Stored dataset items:
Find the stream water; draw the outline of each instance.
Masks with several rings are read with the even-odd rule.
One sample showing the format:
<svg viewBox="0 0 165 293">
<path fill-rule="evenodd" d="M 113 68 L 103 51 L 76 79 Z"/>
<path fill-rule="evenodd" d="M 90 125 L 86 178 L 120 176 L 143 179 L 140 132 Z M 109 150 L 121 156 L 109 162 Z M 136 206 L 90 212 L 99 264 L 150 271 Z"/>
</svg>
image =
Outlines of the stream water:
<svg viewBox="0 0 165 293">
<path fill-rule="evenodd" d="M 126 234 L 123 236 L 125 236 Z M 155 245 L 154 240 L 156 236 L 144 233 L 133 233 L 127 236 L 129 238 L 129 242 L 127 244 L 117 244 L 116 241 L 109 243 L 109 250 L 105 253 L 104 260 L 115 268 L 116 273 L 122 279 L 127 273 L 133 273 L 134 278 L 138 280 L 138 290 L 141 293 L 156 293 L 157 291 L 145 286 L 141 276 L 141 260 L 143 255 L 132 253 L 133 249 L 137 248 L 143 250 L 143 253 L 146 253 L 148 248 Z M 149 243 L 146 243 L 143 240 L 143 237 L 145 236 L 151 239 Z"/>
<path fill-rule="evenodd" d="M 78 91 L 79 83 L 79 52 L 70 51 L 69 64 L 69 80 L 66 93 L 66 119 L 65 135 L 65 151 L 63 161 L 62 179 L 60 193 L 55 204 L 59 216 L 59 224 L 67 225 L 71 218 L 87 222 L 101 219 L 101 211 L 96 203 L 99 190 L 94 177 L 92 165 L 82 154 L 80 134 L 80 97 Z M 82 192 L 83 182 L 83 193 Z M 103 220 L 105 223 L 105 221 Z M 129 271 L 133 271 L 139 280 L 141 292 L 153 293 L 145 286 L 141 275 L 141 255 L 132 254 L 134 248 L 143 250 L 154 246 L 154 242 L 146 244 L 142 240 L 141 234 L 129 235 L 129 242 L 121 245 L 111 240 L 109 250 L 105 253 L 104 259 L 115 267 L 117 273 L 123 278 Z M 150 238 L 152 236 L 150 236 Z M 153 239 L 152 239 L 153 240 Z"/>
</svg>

## SHORT TASK
Switch "stream water" to "river water" in the lines above, leaving everything else unchanged.

## EXERCISE ANSWER
Find the river water; draw the outline of each instance.
Masks with several rings are read with the even-odd rule.
One sample showing the format:
<svg viewBox="0 0 165 293">
<path fill-rule="evenodd" d="M 113 68 L 103 51 L 76 79 Z"/>
<path fill-rule="evenodd" d="M 90 125 L 86 178 L 120 176 L 143 179 L 140 132 Z M 109 150 L 121 156 L 109 162 Z M 136 206 L 90 212 L 99 264 L 150 271 Z"/>
</svg>
image =
Outlines of the river water:
<svg viewBox="0 0 165 293">
<path fill-rule="evenodd" d="M 126 234 L 123 236 L 125 236 Z M 155 245 L 154 240 L 156 236 L 144 233 L 133 233 L 127 236 L 129 238 L 129 242 L 127 244 L 117 244 L 116 241 L 109 243 L 109 250 L 105 253 L 104 260 L 115 268 L 116 273 L 122 279 L 127 273 L 133 273 L 134 278 L 138 280 L 138 290 L 141 293 L 156 293 L 157 291 L 145 286 L 141 276 L 141 260 L 143 255 L 132 253 L 133 249 L 137 248 L 143 250 L 143 253 L 146 253 L 148 248 Z M 149 243 L 146 243 L 143 240 L 143 237 L 145 236 L 151 239 Z"/>
<path fill-rule="evenodd" d="M 78 91 L 79 83 L 79 52 L 70 51 L 69 64 L 69 80 L 66 93 L 66 119 L 65 135 L 65 151 L 63 161 L 62 179 L 60 193 L 55 204 L 59 216 L 59 224 L 67 225 L 71 218 L 87 222 L 101 219 L 101 211 L 96 203 L 99 190 L 94 177 L 92 165 L 82 154 L 80 134 L 80 97 Z M 82 192 L 83 182 L 83 193 Z M 103 220 L 105 223 L 105 221 Z M 129 271 L 133 271 L 139 280 L 141 292 L 153 293 L 145 286 L 141 275 L 141 255 L 132 254 L 134 248 L 143 250 L 154 246 L 154 242 L 146 244 L 142 240 L 141 234 L 129 235 L 129 242 L 121 245 L 111 240 L 109 250 L 105 253 L 104 259 L 115 267 L 117 273 L 123 278 Z M 150 238 L 152 236 L 150 236 Z M 153 239 L 152 239 L 153 240 Z"/>
</svg>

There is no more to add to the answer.